◆ Task objective:
In the copy, include every entry exactly but none of the pictures.

◆ Given records:
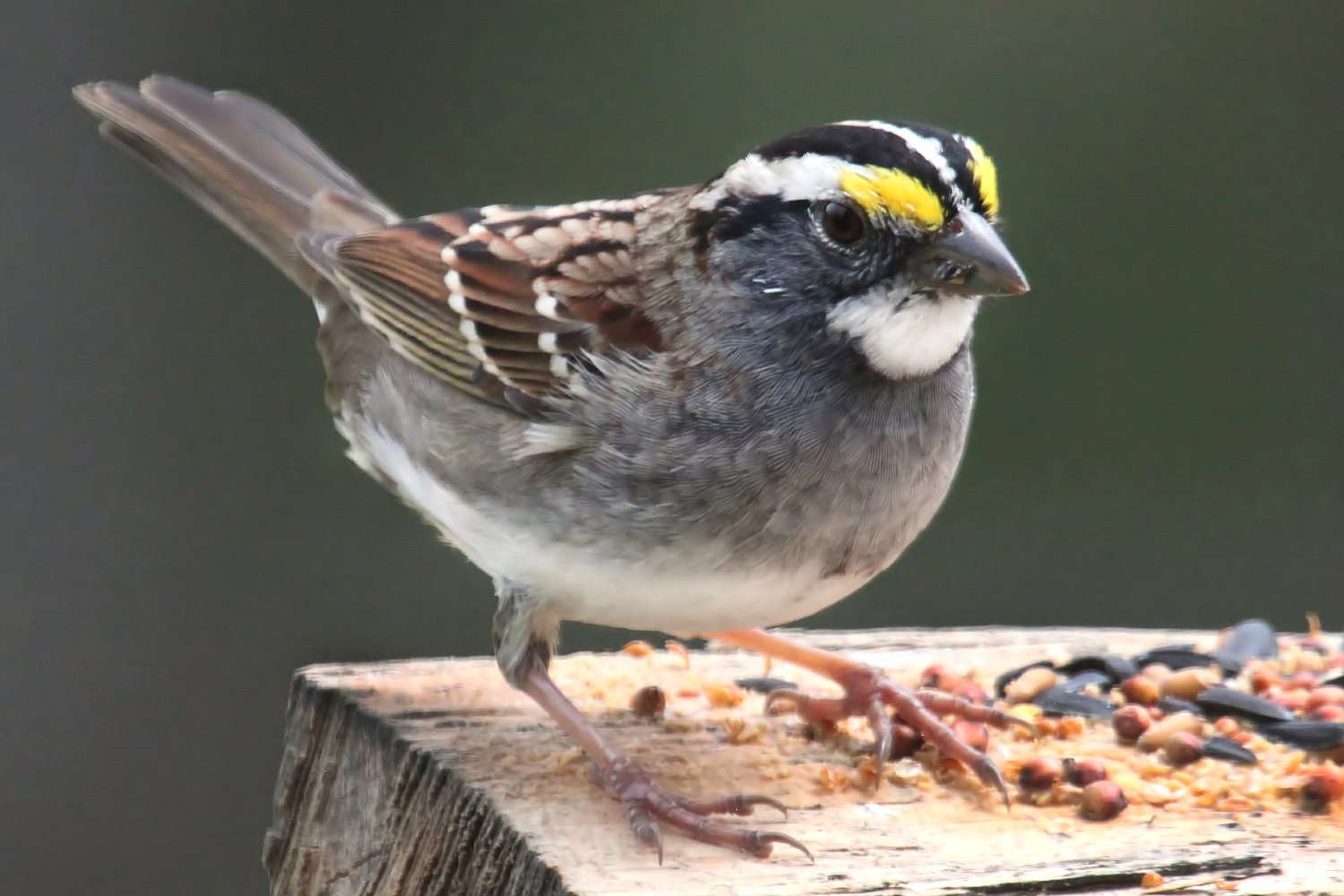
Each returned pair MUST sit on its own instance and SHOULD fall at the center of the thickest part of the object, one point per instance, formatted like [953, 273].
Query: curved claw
[883, 737]
[645, 829]
[989, 775]
[782, 694]
[762, 841]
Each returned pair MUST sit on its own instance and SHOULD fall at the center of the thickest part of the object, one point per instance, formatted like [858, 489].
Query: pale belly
[668, 590]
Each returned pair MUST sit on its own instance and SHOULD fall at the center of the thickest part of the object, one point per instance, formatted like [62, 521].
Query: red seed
[1263, 678]
[1131, 721]
[1081, 772]
[1140, 689]
[1330, 712]
[1324, 785]
[1102, 801]
[935, 676]
[648, 702]
[1295, 700]
[1301, 681]
[1183, 748]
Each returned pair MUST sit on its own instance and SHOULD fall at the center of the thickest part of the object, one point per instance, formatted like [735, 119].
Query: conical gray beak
[968, 261]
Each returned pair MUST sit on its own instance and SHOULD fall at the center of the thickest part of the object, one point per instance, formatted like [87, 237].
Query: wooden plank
[433, 777]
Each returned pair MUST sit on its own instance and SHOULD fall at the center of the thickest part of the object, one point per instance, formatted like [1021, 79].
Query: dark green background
[1156, 443]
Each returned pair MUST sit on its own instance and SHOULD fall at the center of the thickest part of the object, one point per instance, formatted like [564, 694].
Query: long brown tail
[241, 160]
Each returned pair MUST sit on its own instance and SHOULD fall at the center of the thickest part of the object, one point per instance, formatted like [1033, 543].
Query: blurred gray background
[1158, 438]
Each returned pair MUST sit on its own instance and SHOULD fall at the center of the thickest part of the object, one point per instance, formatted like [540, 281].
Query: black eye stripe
[736, 217]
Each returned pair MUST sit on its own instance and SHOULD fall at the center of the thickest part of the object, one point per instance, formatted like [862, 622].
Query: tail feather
[241, 160]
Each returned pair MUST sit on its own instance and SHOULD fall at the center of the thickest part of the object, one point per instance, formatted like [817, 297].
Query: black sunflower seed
[1228, 750]
[1008, 677]
[1056, 702]
[1113, 667]
[1175, 656]
[766, 685]
[1316, 737]
[1176, 704]
[1226, 702]
[1249, 640]
[1083, 678]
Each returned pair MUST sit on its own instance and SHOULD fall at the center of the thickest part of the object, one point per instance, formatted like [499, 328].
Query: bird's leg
[868, 694]
[523, 654]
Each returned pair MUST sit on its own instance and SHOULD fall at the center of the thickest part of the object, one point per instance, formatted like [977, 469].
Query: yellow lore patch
[886, 191]
[986, 177]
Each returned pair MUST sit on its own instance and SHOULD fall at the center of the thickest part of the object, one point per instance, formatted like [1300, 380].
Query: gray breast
[796, 473]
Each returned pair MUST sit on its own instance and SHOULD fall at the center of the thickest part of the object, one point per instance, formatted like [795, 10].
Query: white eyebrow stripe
[790, 177]
[927, 148]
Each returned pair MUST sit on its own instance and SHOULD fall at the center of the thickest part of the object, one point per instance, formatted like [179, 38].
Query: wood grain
[433, 777]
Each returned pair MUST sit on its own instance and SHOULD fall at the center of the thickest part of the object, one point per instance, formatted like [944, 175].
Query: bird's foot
[647, 804]
[870, 694]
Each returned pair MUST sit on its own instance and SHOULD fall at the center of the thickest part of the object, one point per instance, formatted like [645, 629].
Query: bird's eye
[840, 222]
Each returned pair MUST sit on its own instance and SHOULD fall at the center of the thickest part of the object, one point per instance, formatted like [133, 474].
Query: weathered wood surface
[433, 777]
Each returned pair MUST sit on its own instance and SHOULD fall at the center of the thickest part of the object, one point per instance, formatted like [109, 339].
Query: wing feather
[499, 301]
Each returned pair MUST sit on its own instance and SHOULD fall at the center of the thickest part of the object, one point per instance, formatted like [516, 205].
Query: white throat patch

◆ Problem solution:
Each returned pair MUST sit on its own instance and SHOULD fall at the center of the thickest part of the object, one point per instance, formatted like [953, 273].
Query: curved claw
[883, 737]
[645, 829]
[989, 775]
[782, 694]
[762, 841]
Each returned pair MUST sit on its own instance and SHOULD fall at the center of the thickest part of the object, one point per instance, formatted like [858, 489].
Query: pale belly
[668, 590]
Each returned pair MUST sit on its own instance and SHOULD fall at the center of the thickest part of the object, one point per instance, formatted like [62, 521].
Query: red seed
[1263, 678]
[1131, 721]
[1081, 772]
[1140, 689]
[1330, 712]
[1324, 785]
[1102, 801]
[935, 676]
[648, 702]
[1295, 700]
[1301, 681]
[1183, 748]
Each returned pair MUST sit on its own instance and SHOULD fall at the center of the thickest part of the object, one point per instance, formatted like [735, 119].
Query: conical gray beak
[968, 261]
Each returned pair MUST sit on its own instance and SHOULD fall at the center of the thickest part of the object, one point per instance, formatted like [87, 237].
Query: wooden plank
[433, 777]
Each returned pair MUST sit on its own instance and SHOULD fall at the center of the thickest part of the object, one point per instance, formatted like [1021, 79].
Query: dark green background
[1156, 443]
Each returned pair MUST sit on its own instance and SHOULD fall at the center of the thickest part of the object, one point per instance, formatted like [564, 694].
Query: long brown tail
[241, 160]
Each returned pair MUST sit on its own instance and SHOULD fall at the center of the thickest part of the object, one point per instance, formatted like [1033, 543].
Query: blurred gray background
[1158, 438]
Each returned pair MUST sit on its own instance and SHOULD fall at the center of the thickest part of the object, one point per instance, formatted like [540, 281].
Query: black eye stripe
[736, 217]
Each returned pair MUST sit on its own instance and SHOULD fall at the center of the thickest part of the object, one point per instance, formatted like [862, 622].
Query: tail feather
[241, 160]
Each returned pair MUST sit on its own instance and SHOULD fall at the center of the thickest part of the object, one point per instance, formatted like [817, 297].
Query: black sunflower seed
[1228, 750]
[1008, 677]
[1056, 702]
[1113, 667]
[1175, 656]
[766, 685]
[1316, 737]
[1176, 704]
[1226, 702]
[1249, 640]
[1083, 678]
Each returned pair MUST sit on its own instance and SHOULD fall at the center of the thickest part of the object, one point per instance, formatted like [499, 328].
Query: bird's leg
[868, 694]
[523, 654]
Each returned pair MUST sit on its own instance and SHOULD fall at the center of the thickest part of the object, one point per instance, formatted like [977, 469].
Query: yellow lore patch
[886, 191]
[986, 177]
Each returned pair MUST sit on its own instance and SHOULD fall at the center of the thickest part of the object, one point per instance, formatted like [1300, 380].
Query: gray breast
[796, 473]
Each returned pair MUST sit on its own instance and SHOULD fall at the center of the thickest part of the object, one point per instance, formatted like [795, 10].
Query: white eyebrow stripe
[790, 177]
[927, 148]
Each returned pair MUST sit on its own instance and SHOULD fall at the center of the thickest part of the object, one point per instance, formatted like [179, 38].
Query: wood grain
[433, 777]
Each returned pair MUST sit on its own instance and SHOULD fall at the center of the thickest part of the object, one point per instance, formatted like [944, 175].
Query: bird's foot
[647, 804]
[870, 694]
Each returned pair MUST sit on its own instance and SHOULD fall at the center of the thickest part of the object, one point per instance, formatted like [645, 629].
Query: bird's eye
[840, 222]
Each returned pair MUST sit on its own instance and SHOULD fall at the center of the thickest part of the object, one point per instance, formatted like [133, 474].
Query: weathered wood surface
[433, 777]
Each returned pair MUST sit on its own instance and SHOULD fall at the center of the thickest part of the object, one point per instance, formatted like [109, 339].
Query: wing feather
[499, 301]
Each returned pair MUST sit on its own instance and SHOULD fall at the center of the thickest part of the object, one point per instance, formatted like [516, 205].
Query: white throat patch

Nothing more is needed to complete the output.